**DATA FOR THIS EXERCISE:**
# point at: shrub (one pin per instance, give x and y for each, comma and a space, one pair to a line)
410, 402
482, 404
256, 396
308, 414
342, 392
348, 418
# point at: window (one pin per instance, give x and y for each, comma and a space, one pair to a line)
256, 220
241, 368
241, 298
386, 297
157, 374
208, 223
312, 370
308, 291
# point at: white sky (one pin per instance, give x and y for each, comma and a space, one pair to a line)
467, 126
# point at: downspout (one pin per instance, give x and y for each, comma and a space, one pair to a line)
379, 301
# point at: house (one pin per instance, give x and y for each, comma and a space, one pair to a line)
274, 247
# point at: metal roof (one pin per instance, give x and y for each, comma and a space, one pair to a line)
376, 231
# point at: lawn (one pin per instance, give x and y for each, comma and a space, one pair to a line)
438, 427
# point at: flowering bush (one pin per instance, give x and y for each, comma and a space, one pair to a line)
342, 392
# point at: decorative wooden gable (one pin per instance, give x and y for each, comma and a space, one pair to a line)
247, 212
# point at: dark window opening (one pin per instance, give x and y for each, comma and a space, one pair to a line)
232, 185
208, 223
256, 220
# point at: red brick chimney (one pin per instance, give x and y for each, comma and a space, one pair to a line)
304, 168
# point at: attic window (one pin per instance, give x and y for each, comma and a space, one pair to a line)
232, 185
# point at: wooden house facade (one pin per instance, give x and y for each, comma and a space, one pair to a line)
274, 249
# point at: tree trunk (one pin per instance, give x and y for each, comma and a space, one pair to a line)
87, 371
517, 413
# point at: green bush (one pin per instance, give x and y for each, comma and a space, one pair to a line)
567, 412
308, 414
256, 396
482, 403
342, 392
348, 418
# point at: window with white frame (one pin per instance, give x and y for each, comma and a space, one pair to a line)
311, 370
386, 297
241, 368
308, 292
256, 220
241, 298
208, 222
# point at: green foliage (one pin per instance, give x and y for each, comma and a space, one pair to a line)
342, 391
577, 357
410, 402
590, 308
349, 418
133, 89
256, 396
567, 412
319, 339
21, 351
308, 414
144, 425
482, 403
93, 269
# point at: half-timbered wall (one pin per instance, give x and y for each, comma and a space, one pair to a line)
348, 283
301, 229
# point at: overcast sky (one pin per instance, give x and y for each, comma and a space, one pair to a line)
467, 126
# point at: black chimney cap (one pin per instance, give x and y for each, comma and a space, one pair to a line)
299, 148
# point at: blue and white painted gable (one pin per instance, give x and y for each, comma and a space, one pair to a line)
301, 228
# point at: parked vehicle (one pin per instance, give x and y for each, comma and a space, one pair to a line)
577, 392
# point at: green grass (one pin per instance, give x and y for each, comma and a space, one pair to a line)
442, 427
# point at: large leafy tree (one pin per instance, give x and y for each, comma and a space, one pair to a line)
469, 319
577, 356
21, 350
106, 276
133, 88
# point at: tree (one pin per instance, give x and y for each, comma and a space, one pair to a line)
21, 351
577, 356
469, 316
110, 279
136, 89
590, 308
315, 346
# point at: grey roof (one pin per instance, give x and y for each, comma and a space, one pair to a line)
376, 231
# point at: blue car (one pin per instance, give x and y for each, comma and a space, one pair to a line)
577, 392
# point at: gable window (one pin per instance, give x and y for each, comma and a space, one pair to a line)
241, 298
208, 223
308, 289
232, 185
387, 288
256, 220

==

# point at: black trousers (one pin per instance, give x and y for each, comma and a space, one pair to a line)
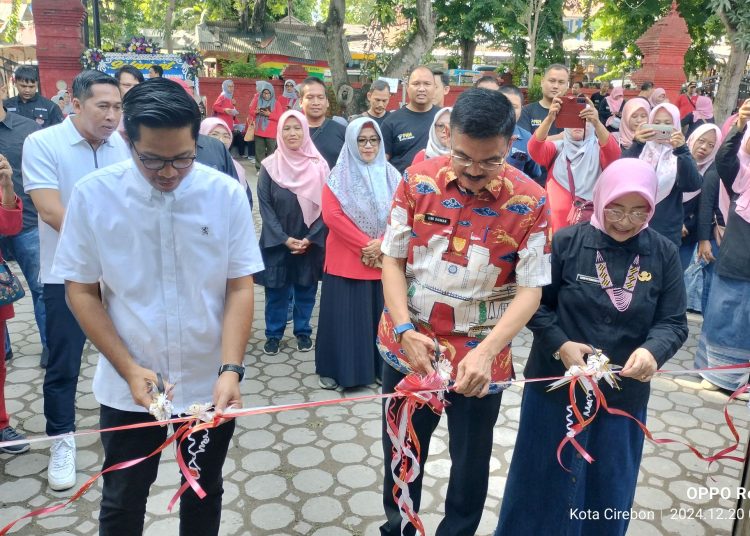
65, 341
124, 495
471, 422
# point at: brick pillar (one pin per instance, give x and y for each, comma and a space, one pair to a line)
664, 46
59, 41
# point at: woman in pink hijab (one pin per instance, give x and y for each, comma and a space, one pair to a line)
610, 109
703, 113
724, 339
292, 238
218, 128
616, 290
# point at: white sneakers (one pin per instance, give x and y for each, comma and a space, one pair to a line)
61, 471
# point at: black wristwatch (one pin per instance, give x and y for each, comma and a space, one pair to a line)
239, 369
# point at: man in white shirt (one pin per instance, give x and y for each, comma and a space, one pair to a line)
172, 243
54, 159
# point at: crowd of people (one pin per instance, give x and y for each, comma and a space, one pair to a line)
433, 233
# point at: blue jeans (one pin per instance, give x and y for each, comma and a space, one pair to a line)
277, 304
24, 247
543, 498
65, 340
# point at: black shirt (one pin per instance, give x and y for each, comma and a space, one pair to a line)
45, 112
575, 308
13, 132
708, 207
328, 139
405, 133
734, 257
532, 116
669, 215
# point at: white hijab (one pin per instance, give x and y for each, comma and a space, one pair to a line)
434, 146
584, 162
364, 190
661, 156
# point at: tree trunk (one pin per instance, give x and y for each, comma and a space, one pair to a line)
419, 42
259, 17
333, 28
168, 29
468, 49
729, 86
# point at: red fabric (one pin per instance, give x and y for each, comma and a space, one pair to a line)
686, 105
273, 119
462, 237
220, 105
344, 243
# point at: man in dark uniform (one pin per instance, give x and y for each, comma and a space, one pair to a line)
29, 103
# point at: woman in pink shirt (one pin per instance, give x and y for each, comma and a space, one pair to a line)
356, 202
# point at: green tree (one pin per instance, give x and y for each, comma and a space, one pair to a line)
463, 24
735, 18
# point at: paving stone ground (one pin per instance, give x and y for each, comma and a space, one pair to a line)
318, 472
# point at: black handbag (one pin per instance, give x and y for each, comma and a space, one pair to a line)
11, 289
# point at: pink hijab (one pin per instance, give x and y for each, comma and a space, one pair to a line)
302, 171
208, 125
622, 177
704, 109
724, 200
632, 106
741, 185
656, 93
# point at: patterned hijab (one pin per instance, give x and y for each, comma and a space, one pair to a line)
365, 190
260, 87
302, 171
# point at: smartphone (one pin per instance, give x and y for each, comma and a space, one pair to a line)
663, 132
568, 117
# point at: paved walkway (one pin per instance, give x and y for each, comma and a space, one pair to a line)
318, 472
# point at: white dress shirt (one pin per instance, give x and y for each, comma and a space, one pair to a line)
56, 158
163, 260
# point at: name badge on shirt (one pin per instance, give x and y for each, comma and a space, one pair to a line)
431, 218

**WRITTEN EXERCISE:** Return every line of the material above that contains the string "gable", treating case as significant.

**WRITTEN RESPONSE:**
# point at: decorative wooden gable (one pin per instance, give x and y for each, comma and a space, one pair to a line)
# point at: blue and white painted gable (one pin per instance, give x and y for each, comma and a space, one pair to a line)
# point at: gable window (one pin per instance, give x and y for each, comma and a space, one pair to a line)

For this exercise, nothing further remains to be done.